### Your task
Resume the news blog entries on the health care law filing and Richard Cordray's recess appointment, continuing after their final sentence.

January 06, 2012

White House files defense of its health care bill with the Supremes -- with a nod to a certain Massachusetts law

The White House today filed its legal defense to the sweeping health care bill enacted in 2010, calling it the culmination of "nearly (a) century-long national effort to expand access to health care by making affordable health insurance more widely available."

The filing notes that the uninsured "face enormous obstacles in obtaining health care services," but that they do frequent "hospital emergency rooms...but often they cannot pay for it." That shifts the cost to those who can, the brief notes.

"The Act breaks this cycle through a comprehensive framework of economic regulation and incentives," it says. And it notes that states tried their own thing, including Massachusetts (under Mitt Romney)

"Congress cited the Massachusetts law as a template for key provisions of the Affordable Care Act," the brief notes.

Senate Republican Leader Mitch McConnell and 35 senators filed a friend of the court brief on behalf of the challenge to what they called the "Democrats' health spending law."

"Americans have been telling Washington for years now that they oppose a 2,700 page health spending bill that dramatically increases costs and expands the reach of the federal government into their health care decisions," McConnell said.

January 04, 2012

Mitch McConnell slams Obama for "unprecedented" recess appointment of Richard Cordray

President Barack Obama set off a pitched partisan battle today with his plans to appoint his choice to head up the new Consumer Financial Protection Bureau.

White House communications director Dan Pfeiffer confirmed the move in a Twitter post headlined "We Can't Wait." The announcement will come in Ohio -- with Richard Cordray earlier today following Obama onto Air Force One for the flight to Cleveland. Senate Republicans last month blocked his appointment to the bureau that the GOP opposes.

Senate Republican Leader Mitch McConnell ripped Obama for making what he calls an "unprecedented recess" appointment.

"Although the Senate is not in recess, President Obama, in an unprecedented move, has arrogantly circumvented the American people by 'recess' appointing Richard Cordray," McConnell said in a statement. He called the appointment "a sharp departure from a long-standing precedent" that has limited the president to appointments only when the Senate is in recess of 10 days or longer.

"Breaking from this precedent lands this appointee in uncertain legal territory, threatens the confirmation process and fundamentally endangers the Congress’s role in providing a check on the excesses of the executive branch," McConnell warned.

### Supplied data
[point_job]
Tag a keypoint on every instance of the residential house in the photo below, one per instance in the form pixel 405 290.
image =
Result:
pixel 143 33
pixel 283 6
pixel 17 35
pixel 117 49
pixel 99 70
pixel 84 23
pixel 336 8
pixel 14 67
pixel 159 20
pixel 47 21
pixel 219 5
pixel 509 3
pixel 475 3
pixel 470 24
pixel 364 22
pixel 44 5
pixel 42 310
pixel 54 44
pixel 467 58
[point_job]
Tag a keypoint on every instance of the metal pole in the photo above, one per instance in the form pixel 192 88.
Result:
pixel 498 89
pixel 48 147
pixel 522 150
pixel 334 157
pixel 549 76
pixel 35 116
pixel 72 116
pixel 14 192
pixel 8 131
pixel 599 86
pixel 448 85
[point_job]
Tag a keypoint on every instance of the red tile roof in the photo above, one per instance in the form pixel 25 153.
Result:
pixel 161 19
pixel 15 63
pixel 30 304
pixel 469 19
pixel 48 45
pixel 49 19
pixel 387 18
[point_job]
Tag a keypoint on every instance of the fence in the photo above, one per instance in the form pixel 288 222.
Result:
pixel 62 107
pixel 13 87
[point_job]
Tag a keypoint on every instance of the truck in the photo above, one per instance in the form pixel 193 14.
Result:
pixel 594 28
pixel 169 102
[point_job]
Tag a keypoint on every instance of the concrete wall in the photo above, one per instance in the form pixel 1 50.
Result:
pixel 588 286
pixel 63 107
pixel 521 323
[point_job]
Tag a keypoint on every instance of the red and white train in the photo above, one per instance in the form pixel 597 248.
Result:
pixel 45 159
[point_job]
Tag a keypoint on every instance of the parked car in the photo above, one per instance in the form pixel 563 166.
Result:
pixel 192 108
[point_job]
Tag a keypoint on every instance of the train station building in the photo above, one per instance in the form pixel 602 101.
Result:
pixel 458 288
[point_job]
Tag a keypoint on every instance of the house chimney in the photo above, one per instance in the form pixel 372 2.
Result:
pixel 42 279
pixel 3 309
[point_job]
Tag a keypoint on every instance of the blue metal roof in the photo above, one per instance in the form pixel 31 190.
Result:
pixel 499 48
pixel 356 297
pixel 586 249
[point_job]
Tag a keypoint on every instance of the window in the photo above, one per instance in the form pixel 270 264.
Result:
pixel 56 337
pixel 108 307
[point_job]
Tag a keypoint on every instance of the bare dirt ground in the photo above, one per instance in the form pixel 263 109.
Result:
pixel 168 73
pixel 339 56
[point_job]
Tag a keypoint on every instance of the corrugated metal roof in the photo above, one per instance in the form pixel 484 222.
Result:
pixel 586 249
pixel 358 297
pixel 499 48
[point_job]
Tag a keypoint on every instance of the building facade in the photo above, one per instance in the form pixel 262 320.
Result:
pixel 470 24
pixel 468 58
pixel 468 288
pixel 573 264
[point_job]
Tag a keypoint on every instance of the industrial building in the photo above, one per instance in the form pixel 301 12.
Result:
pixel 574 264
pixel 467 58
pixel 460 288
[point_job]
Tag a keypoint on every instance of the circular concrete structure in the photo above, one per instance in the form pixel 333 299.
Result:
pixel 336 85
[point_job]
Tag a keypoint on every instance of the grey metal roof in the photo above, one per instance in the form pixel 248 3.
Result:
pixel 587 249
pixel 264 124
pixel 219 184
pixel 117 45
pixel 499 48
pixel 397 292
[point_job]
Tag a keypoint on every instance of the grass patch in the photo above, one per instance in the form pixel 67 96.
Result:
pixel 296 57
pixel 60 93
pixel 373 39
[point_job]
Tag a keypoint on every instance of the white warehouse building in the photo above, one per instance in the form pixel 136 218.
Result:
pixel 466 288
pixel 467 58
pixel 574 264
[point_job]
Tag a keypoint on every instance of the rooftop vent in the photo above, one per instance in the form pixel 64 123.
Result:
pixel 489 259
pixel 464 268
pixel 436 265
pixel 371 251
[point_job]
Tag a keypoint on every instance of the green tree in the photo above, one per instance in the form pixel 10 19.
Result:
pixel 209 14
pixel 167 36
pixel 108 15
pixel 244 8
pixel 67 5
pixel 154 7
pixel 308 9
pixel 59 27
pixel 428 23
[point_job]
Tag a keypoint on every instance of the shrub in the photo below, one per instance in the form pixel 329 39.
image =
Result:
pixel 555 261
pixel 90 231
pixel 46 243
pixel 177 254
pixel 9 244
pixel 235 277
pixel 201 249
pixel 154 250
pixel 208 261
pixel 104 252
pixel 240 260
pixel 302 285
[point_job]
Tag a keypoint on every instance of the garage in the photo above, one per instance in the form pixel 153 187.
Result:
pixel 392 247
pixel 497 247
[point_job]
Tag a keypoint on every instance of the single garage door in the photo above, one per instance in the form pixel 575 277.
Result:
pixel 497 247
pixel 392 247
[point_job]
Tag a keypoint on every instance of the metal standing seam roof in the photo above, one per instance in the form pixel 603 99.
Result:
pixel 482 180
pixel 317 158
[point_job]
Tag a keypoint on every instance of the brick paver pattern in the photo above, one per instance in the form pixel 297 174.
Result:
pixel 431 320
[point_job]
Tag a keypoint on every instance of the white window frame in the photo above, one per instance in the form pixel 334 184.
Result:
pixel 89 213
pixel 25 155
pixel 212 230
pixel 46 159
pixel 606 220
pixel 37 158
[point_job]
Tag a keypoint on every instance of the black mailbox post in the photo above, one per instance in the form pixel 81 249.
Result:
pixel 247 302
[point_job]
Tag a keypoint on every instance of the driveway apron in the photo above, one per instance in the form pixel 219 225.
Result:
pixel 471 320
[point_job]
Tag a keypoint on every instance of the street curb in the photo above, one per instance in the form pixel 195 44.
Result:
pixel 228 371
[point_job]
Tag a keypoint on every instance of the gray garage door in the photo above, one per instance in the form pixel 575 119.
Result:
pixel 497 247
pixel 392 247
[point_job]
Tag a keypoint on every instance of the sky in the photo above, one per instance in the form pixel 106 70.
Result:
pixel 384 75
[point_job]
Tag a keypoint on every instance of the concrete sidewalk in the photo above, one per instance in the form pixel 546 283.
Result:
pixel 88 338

### Task response
Pfeiffer in a blog posting said that Senate Republicans had engineered a "gimmick" to prevent Obama from carrying out the appointment.

December 20, 2011

Pelosi: "I will not play Charlie Brown to their Lucy"

So House Speaker John Boehner has named Republicans to a conference, or negotiating committee, to seek a compromise on the Social Security payroll tax plan. What about the Democrats?

They won't play the Charlie Brown role, says their House of Representatives leader.

"Are you not in some ways to blame for the stalemate by not naming your conferees?" Minority Leader Nancy Pelosi, D-Calif., was asked at a Tuesday news conference.

"No," she said. "It is not a question of blame for stalemate. It is a question of there is a bill that has passed the House and Senate that was designed to pass. The Republicans have put forth a path that is designed to fail. This bill that the Republicans passed in the House was not even brought up in the Senate. The Republicans in the Senate objected to it being brought up because they said they knew it would fail. And the bill that is in the House was not brought up by the House Republicans because, the Senate bill, because they knew it would pass.

"He is not Lucy. I'm not Charlie Brown. We are not falling for that football stunt again. Senator Mitch McConnell fell for it, but we are not falling for it. This is not about getting a bill passed. This is about not getting a bill passed."

The Senate passed a bipartisan compromise Saturday; the House, in a largely party-line vote, rejected it.

"Make no mistake," Pelosi said, "the fact is a clear one, if we do not have a payroll tax cut, it is because the Republicans in the House of Representatives have chosen to paint themselves in a different place than the Republicans in the country and the Republicans in the United States Senate. They are clearly isolating themselves.

" And I will not play Charlie Brown to their Lucy. They have pulled this football every single time. We are not going to let them mislead the American people."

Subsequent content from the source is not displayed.